▸ **DOCUMENT EXCERPT**:
>> START

None of us like to admit it but our lives are emotionally driven pretty much
all of the time, even when we're trying to be reasonable. To lead, persuade,
and negotiate effectively with other human beings you need to be able to press
emotional buttons.

While someone who is rude all the time, or unnecessarily, is probably not
someone you want to work with. Well timed rudeness does have its place in a
constructive conversation. Just like analogy does, or hyperbole, or reason -
each have their place. To snap people back on track, to be understood, to
escape being bogged down in irrelevant detail, convincing others of behavior
or actions that are truly unacceptable to you, etc.

------
Nevermark
Birds eye view:

Movements to change things almost always have a good reason and almost always
happen in a low resolution way that makes a mess of the merits of many
specific situations.

>> END

▸ **YOUR INSTRUCTIONS**: Carry on the forum thread about emotion and well-timed rudeness in persuasion, picking up after its last sentence.

▸ **DATASET SECTION**:
>> START

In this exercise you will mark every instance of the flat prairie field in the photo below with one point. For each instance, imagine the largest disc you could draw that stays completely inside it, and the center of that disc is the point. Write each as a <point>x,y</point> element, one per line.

>> END

▸ **TASK ANSWER**:
Most individuals tend to focus on either the legitimate need for change, or
the legitimate messes being made by promoters of change.

The two imperfect viewpoints strongly reinforce each other.

Rudeness is a very blunt instrument. Even in small groups with well shared
context.

Any use of rudeness is going to beg legitimate, illegitimate, and well
intentioned but off the mark responses.

The larger a community becomes, the lower the chance that “constructive”
rudeness actually is constructive - including in “brutal” meritocracies.
Rudeness just adds noise and creates dissension no matter how nuanced it’s
intent.

Merit regarding work includes how the work is communicated, negotiated, etc.
It is part of the work, and in larger groups becomes more of the work.

In merit based communication, intent means almost nothing. Avoiding creating
unnecessary side issues and misunderstandings means everything.

Want to grow a community, hear from many voices, remain focused on merit?
Avoid rudeness.

------
okaleniuk
It's just a zeitgeist. We'll get through this eventually.

The only thing that bothers me is the possible schism in the culture. We will
have communities where openness and meritocracy are valued more than being
nice, and the ones with code of conducts. This would be hard to glue back
together when the fashion for suppressing expression passes.

------
aaron695
More here in this [Flagged] Thread, including original message.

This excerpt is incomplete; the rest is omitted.